■ Written task: Please pull out the text of every item below word for word, leaving out the pictures.
-- begin --
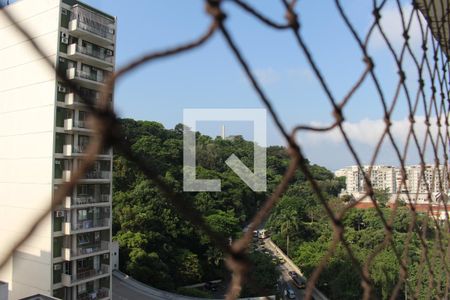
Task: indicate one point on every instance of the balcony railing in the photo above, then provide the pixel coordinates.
(101, 31)
(92, 272)
(82, 200)
(93, 53)
(98, 294)
(85, 250)
(68, 280)
(89, 76)
(97, 174)
(88, 224)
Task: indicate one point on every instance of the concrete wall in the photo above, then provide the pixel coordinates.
(3, 290)
(27, 110)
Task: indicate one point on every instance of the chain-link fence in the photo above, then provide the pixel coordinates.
(430, 91)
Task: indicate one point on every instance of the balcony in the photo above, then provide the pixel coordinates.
(90, 56)
(73, 150)
(91, 26)
(84, 276)
(88, 79)
(76, 125)
(81, 252)
(99, 294)
(86, 226)
(86, 201)
(97, 175)
(66, 175)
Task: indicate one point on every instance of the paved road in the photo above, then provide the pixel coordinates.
(287, 280)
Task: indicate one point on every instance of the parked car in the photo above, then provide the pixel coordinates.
(211, 286)
(289, 293)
-- end --
■ Finished answer:
Task: indicate one point on every instance of the balcony railing in the photo above, then provide the pixel coordinates.
(101, 31)
(92, 272)
(82, 200)
(93, 53)
(98, 294)
(85, 250)
(68, 280)
(89, 76)
(97, 174)
(88, 224)
Task: indicate one point on every instance of the concrete wall in the photo above, then provide the pixel coordinates.
(3, 290)
(27, 110)
Task: indicate one point on every instance of the chain-link fence in the photo above, then provide the pixel coordinates.
(430, 91)
Task: indicate one point on every instance of the balcony in the photo above, then provide the pixel coordinates.
(90, 56)
(73, 150)
(91, 26)
(84, 276)
(88, 79)
(76, 125)
(81, 252)
(99, 294)
(86, 226)
(86, 201)
(97, 175)
(66, 175)
Task: indicate one point on every instance of the paved road in the photo above, then provide the pixel coordinates.
(287, 280)
Task: indicate one point on every instance of the parked car in the photo above, then provide the pixel coordinates.
(211, 286)
(289, 293)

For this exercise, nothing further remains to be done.